— Requirements —
Starting at the line that contains "[locate] blue sky" and ending at the last line of the data, render those lines as a numbered list, leaving out any blank lines.

════════════════

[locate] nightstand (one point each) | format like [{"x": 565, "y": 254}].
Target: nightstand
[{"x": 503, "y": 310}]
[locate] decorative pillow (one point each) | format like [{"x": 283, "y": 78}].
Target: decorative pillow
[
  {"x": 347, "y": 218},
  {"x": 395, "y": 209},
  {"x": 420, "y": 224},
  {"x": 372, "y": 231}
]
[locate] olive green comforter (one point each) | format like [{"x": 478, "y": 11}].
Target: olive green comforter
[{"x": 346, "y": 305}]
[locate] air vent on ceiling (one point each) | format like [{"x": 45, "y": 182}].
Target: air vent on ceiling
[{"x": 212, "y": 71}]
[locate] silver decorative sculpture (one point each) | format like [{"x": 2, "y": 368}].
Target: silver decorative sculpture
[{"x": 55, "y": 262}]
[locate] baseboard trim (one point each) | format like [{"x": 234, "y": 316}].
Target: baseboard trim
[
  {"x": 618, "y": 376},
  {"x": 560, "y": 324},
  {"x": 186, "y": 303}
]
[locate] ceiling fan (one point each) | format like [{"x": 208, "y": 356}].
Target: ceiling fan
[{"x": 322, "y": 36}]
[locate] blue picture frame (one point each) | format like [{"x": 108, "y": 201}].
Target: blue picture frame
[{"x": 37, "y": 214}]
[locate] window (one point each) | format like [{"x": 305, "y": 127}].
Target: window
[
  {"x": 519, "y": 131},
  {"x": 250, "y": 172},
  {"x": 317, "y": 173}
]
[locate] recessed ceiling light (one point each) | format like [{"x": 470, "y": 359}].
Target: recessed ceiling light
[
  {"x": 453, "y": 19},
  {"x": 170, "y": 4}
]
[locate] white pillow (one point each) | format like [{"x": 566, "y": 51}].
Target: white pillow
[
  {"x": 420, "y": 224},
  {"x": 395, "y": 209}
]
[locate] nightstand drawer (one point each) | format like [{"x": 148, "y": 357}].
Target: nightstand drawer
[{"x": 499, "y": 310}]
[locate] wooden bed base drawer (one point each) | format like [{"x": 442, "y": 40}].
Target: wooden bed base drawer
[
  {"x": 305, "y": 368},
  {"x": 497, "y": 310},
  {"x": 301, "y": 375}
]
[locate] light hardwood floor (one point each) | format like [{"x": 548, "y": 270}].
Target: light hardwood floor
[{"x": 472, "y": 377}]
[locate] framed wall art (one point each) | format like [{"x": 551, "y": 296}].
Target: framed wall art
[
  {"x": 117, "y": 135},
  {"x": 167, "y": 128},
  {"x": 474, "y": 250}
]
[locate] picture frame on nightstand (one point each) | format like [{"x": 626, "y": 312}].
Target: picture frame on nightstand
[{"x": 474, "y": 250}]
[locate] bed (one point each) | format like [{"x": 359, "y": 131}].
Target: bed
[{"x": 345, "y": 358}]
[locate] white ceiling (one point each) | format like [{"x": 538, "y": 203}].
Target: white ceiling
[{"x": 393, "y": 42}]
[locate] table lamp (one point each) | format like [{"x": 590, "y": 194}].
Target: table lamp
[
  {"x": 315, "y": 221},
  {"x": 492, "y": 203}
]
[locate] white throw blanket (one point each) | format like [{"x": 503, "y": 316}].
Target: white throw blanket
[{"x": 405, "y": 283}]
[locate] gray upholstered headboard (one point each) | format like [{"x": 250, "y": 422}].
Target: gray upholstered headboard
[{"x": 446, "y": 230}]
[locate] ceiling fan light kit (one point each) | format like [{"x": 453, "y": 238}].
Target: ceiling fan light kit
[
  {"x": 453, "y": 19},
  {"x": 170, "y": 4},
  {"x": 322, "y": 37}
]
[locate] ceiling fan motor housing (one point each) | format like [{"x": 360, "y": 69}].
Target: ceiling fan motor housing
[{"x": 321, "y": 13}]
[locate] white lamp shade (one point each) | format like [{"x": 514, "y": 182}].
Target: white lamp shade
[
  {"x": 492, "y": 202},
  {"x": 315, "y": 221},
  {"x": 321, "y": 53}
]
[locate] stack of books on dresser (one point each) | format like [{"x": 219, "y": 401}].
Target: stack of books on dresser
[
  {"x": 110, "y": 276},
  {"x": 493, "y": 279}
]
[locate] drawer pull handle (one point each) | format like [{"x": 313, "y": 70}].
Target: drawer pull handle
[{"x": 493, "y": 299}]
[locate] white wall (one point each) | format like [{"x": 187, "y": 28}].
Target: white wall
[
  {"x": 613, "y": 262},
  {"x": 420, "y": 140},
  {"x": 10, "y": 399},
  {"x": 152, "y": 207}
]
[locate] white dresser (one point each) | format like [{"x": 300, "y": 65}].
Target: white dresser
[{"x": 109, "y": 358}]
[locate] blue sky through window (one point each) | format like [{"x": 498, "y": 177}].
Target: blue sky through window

════════════════

— Finished task —
1. [locate] blue sky through window (one point each) | format like [{"x": 498, "y": 177}].
2. Target: blue sky through window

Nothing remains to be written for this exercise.